• _RECORDED DATA_:

━━━

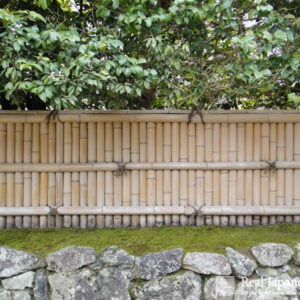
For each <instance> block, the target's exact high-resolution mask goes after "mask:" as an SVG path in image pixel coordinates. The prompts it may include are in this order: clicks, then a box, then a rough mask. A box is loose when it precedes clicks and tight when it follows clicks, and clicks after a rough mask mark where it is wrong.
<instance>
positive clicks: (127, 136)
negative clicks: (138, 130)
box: [122, 122, 131, 227]
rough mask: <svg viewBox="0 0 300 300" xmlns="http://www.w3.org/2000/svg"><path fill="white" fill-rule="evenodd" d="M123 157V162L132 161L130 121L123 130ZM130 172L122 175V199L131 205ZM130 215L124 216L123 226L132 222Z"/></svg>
mask: <svg viewBox="0 0 300 300" xmlns="http://www.w3.org/2000/svg"><path fill="white" fill-rule="evenodd" d="M122 157H123V163H128V162H130V123H129V122H124V123H123V131H122ZM130 175H131V174H130V173H129V172H124V173H123V176H122V180H123V182H122V186H123V190H122V200H123V206H130V201H131V199H130V178H131V176H130ZM130 221H131V218H130V216H123V226H125V227H128V226H130V224H131V222H130Z"/></svg>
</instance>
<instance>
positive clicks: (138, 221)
mask: <svg viewBox="0 0 300 300" xmlns="http://www.w3.org/2000/svg"><path fill="white" fill-rule="evenodd" d="M130 144H131V154H130V155H131V161H132V162H139V161H140V152H139V147H140V145H139V125H138V123H131V140H130ZM130 184H131V205H132V206H139V205H140V202H139V196H140V174H139V171H138V170H133V171H132V172H131V182H130ZM131 225H132V226H134V227H136V226H138V225H139V217H138V216H132V218H131Z"/></svg>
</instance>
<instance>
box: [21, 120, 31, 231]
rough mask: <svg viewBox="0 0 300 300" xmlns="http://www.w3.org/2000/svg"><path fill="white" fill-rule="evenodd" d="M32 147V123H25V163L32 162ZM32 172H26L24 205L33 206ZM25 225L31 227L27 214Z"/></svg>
mask: <svg viewBox="0 0 300 300" xmlns="http://www.w3.org/2000/svg"><path fill="white" fill-rule="evenodd" d="M31 149H32V124H29V123H25V124H24V159H23V161H24V163H30V162H31ZM31 182H32V181H31V173H30V172H25V173H24V206H32V203H31V200H32V199H31V198H32V196H31V195H32V184H31ZM23 226H24V227H25V228H29V227H31V218H30V217H29V216H25V217H24V218H23Z"/></svg>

━━━

From the first line to the last, output the records exactly without pictures.

• _EXERCISE RESULT_:
For each <instance> block, the target's exact high-resolution mask goes after "mask:" as an SVG path in image pixel coordinates. The prompts it may include are in this order: clicks, then a box, then a rough mask. A box is loose when it precedes clicks and tight when it follows clicks, and clicks after a rough mask mark where it is wrong.
<instance>
positive clicks: (127, 136)
negative clicks: (138, 130)
box: [122, 122, 131, 227]
rough mask: <svg viewBox="0 0 300 300" xmlns="http://www.w3.org/2000/svg"><path fill="white" fill-rule="evenodd" d="M123 157V162L132 161L130 121L123 130ZM130 172L122 175V199L131 205ZM130 215L124 216L123 226L132 222Z"/></svg>
mask: <svg viewBox="0 0 300 300" xmlns="http://www.w3.org/2000/svg"><path fill="white" fill-rule="evenodd" d="M122 157H123V163H128V162H130V123H129V122H124V123H123V131H122ZM130 175H131V174H130V173H129V172H124V173H123V176H122V180H123V182H122V186H123V190H122V200H123V206H130V201H131V199H130V178H131V176H130ZM130 221H131V218H130V216H123V226H125V227H128V226H130V224H131V222H130Z"/></svg>
</instance>
<instance>
positive clicks: (138, 221)
mask: <svg viewBox="0 0 300 300" xmlns="http://www.w3.org/2000/svg"><path fill="white" fill-rule="evenodd" d="M130 144H131V154H130V155H131V161H132V162H139V161H140V152H139V147H140V145H139V125H138V123H131V140H130ZM130 184H131V205H132V206H139V205H140V202H139V196H140V174H139V171H138V170H133V171H132V172H131V182H130ZM131 225H132V226H134V227H136V226H138V225H139V217H138V216H132V218H131Z"/></svg>
</instance>
<instance>
box: [21, 120, 31, 231]
rough mask: <svg viewBox="0 0 300 300" xmlns="http://www.w3.org/2000/svg"><path fill="white" fill-rule="evenodd" d="M32 147V123H25V163L32 162ZM32 172H26L24 205L33 206ZM25 225L31 227L27 214Z"/></svg>
mask: <svg viewBox="0 0 300 300" xmlns="http://www.w3.org/2000/svg"><path fill="white" fill-rule="evenodd" d="M31 149H32V124H29V123H25V124H24V159H23V161H24V163H30V162H31ZM31 182H32V181H31V173H30V172H25V173H24V206H32V203H31V200H32V199H31V198H32V196H31V195H32V184H31ZM23 226H24V227H25V228H29V227H31V218H30V217H29V216H25V217H24V218H23Z"/></svg>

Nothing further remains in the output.